Written problem A: Pull out each line of the listing below that contains the string "orange".

During a subsequent protracted stay in Israel in the late 1950s Sherman was a member of the economic advisory staff of the Israeli government and had a close relationship with David Ben-Gurion. After returning to London, in 1963, he joined the Jewish Chronicle as a leader writer, later writing for The Daily Telegraph from 1965 (leader writer from 1977). About 1970 he joined the Conservative Party and the following year was elected as a councillor for the Royal Borough of Kensington and Chelsea (1971–78).
Relationship with Thatcher
Sherman was critical of Edward Heath's Conservative government because of its public spending and its failure to implement free market policies. In 1974 he co-founded the Centre for Policy Studies with Sir Keith Joseph and Margaret Thatcher. Sherman was subsequently Director of the CPS and a member of the Conservative Philosophy Group.[3] The CPS was the real launching pad for Margaret Thatcher, gradually transforming her from the untried party leader of 1974 into a prime-minister-in-waiting. More than any one man, Sherman provided her with the strategy for capturing the leadership of the Party and winning the general election of 1979. However he was a loose cannon when it came to the media and an early display of his outspoken racism was when he told the Soviet newspaper Pravda, in 1974: "As for the lumpen proletariat, coloured people and the Irish, let's face it, the only way to hold them in check is to have enough well-armed and properly trained police."[4]
Eventually he upset so many people at the CPS that its Chairman, Hugh Thomas, decided that Sherman was "impossible to work with: he has to go", and expelled him in 1983.[2]
In her memoirs, Thatcher herself paid tribute to Sherman's "brilliance", the "force and clarity of his mind", his "breadth of reading and his skills as a ruthless polemicist". She credits him with a central role in her achievements, especially as Leader of the Opposition but also after she became Prime Minister: in July 2005 she declared, "We could have never defeated socialism if it hadn't been for Sir Alfred".[5] But his unwillingness to make compromises with the establishmentarian consensus never enabled him to fit into the clubbable world of British politics.

Records to use:
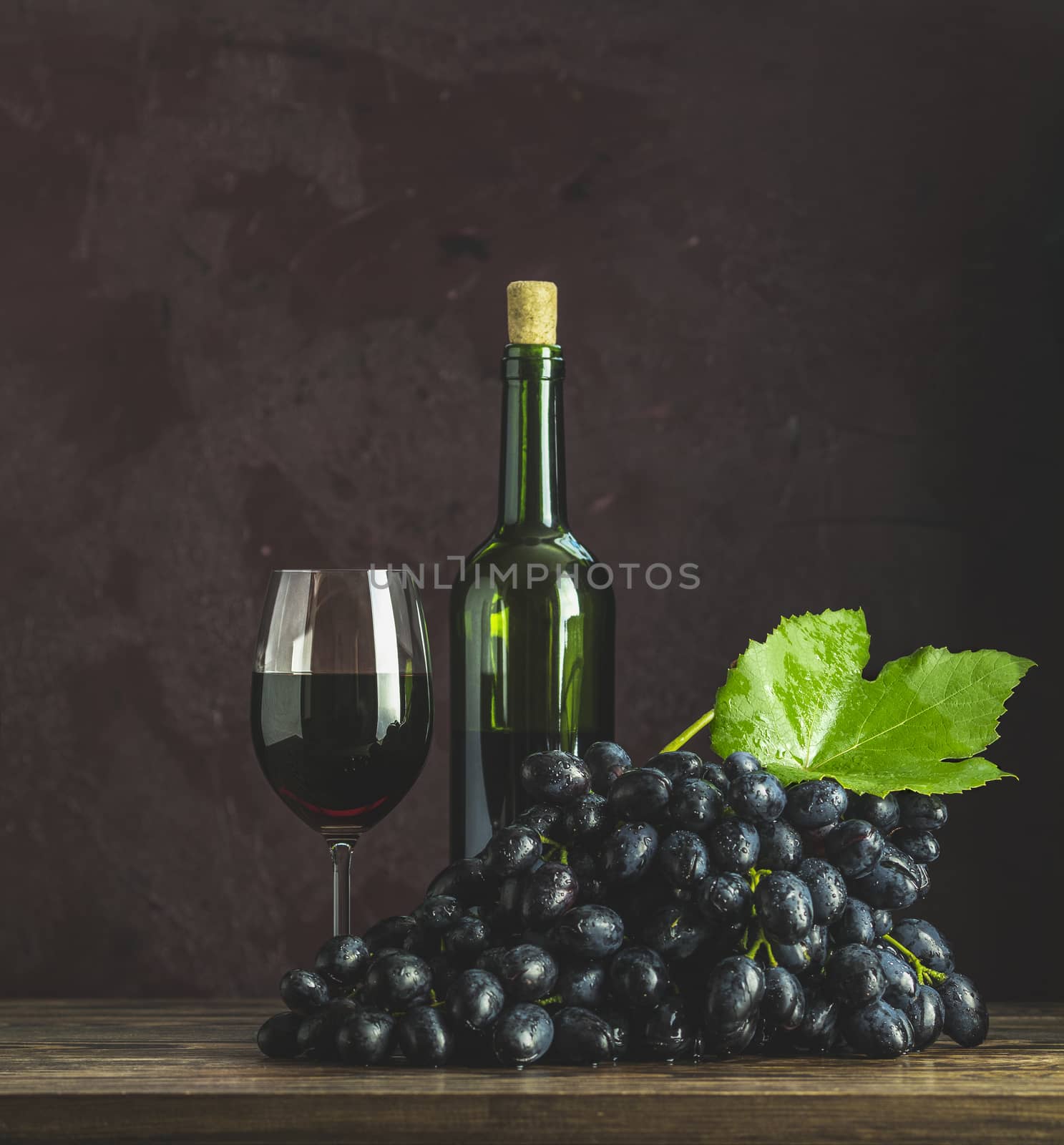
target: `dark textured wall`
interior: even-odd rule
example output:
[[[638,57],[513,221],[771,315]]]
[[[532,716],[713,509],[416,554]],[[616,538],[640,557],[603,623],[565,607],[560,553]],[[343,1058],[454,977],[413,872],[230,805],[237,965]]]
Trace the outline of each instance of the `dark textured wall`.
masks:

* * *

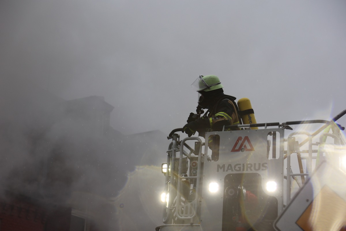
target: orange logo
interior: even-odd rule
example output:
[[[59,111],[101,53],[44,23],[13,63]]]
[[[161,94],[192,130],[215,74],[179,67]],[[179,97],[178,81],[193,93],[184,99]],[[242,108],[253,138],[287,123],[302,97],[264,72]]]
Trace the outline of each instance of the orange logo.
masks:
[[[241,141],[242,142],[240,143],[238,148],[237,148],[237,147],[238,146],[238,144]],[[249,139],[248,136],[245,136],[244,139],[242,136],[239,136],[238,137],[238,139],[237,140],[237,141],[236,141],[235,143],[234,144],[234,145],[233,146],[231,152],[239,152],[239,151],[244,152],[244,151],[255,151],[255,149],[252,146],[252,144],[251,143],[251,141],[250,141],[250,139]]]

Written problem B: Repeat verbatim the part of the Alfred Sherman passage between "During a subsequent" and "and Chelsea (1971–78).", inclusive.

Full output A:
target: orange logo
Trace the outline of each instance of the orange logo.

Full output B:
During a subsequent protracted stay in Israel in the late 1950s Sherman was a member of the economic advisory staff of the Israeli government and had a close relationship with David Ben-Gurion. After returning to London, in 1963, he joined the Jewish Chronicle as a leader writer, later writing for The Daily Telegraph from 1965 (leader writer from 1977). About 1970 he joined the Conservative Party and the following year was elected as a councillor for the Royal Borough of Kensington and Chelsea (1971–78).